Extracted entries:

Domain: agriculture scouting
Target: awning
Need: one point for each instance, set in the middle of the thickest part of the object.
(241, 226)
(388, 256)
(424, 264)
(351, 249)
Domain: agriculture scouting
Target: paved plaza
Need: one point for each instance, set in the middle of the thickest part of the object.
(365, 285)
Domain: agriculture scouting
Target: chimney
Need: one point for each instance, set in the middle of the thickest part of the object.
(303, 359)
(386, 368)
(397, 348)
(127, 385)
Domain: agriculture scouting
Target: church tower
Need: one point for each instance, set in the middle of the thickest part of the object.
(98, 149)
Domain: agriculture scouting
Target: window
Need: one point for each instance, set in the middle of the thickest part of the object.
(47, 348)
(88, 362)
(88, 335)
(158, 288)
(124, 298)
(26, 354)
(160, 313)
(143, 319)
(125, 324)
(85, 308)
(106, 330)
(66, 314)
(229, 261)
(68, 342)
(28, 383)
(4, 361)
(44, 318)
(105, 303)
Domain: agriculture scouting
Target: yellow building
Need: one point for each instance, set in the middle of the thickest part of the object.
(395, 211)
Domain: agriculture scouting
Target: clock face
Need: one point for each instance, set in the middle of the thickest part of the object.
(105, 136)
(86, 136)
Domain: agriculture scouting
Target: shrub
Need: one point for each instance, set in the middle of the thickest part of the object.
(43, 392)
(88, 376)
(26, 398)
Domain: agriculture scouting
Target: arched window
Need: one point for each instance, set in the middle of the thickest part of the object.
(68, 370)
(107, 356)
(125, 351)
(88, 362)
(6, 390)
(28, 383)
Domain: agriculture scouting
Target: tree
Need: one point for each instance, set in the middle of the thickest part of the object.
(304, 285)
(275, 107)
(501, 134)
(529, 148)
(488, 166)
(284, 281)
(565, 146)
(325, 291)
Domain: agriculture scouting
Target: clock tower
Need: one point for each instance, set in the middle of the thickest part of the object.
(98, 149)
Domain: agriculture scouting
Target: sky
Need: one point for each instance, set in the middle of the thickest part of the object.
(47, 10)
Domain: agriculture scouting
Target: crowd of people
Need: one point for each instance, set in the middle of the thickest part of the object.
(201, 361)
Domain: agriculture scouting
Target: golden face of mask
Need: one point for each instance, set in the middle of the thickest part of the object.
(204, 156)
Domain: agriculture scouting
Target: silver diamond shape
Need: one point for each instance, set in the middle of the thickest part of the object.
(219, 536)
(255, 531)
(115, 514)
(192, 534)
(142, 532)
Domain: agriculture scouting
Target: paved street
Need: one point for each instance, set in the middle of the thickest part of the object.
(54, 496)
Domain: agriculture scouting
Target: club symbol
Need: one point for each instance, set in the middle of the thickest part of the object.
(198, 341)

Exercise instructions: Recite the full listing above exactly.

Answer below:
Domain: agriculture scouting
Target: awning
Need: one point for each instance, set in the middle of the thickest part of the object.
(241, 226)
(388, 256)
(424, 264)
(351, 249)
Domain: agriculture scouting
Target: paved plaza
Need: one point for each instance, set in the middle of the thickest part of the object.
(365, 285)
Domain: agriculture scouting
Target: chimney
Need: one point for each instance, set in the middle of the thickest part of the object.
(303, 359)
(386, 368)
(397, 348)
(127, 385)
Domain: agriculture scouting
Target: church tower
Need: one point for each instance, set in the middle of the thickest part of the object.
(98, 149)
Domain: agriculture scouting
Target: window
Need: one point for each instance, set in the middle of the thickest part of the object.
(47, 348)
(88, 362)
(88, 335)
(158, 288)
(124, 298)
(26, 354)
(160, 313)
(143, 319)
(125, 324)
(85, 308)
(106, 330)
(66, 314)
(229, 261)
(68, 342)
(28, 383)
(4, 361)
(44, 318)
(105, 303)
Domain: agriculture scouting
Target: yellow building
Need: one point for each instance, set in the middle of the thickest part of the object.
(395, 211)
Domain: agriculture scouting
Target: clock face
Need: one point for each instance, set in the middle of the thickest part of the object.
(105, 136)
(86, 136)
Domain: agriculture scouting
Target: shrub
Need: one point for each instance, set in the middle of the thickest part of the object.
(43, 392)
(88, 376)
(26, 398)
Domain: agriculture scouting
Target: arched window
Need: one point for each instance, set in the middle of the thickest part of the object.
(68, 370)
(107, 356)
(125, 351)
(88, 362)
(6, 390)
(28, 383)
Domain: agriculture scouting
Target: tree
Need: one point for each instance, set in the middle of the thickest part of the object.
(304, 285)
(275, 107)
(501, 134)
(529, 148)
(488, 166)
(284, 281)
(565, 146)
(325, 291)
Domain: agriculture scouting
Target: clock tower
Need: one point for each instance, set in the middle of the thickest part of the object.
(98, 149)
Domain: agriculture scouting
Target: sky
Need: one point for each instance, set in the middle of the thickest part of the object.
(47, 10)
Domain: agriculture scouting
Target: crowd of people
Need: one point for each instance, set in the middle of the thickest part of the object.
(201, 361)
Domain: agriculture scouting
Target: golden face of mask
Need: one point for each instance, set in the middle of the thickest part of the object.
(204, 156)
Domain: agriculture scouting
Target: silver diamond shape
Need: one point for each instance, set in the middle of the thickest part of the object.
(219, 536)
(255, 531)
(115, 514)
(192, 534)
(142, 532)
Domain: agriculture scouting
Target: paved street
Need: one point for each instance, set in the middle of the thickest part of the object.
(54, 496)
Domain: agriculture scouting
Target: club symbol
Need: one point for each instance, set in the middle of the thickest part of the object.
(198, 341)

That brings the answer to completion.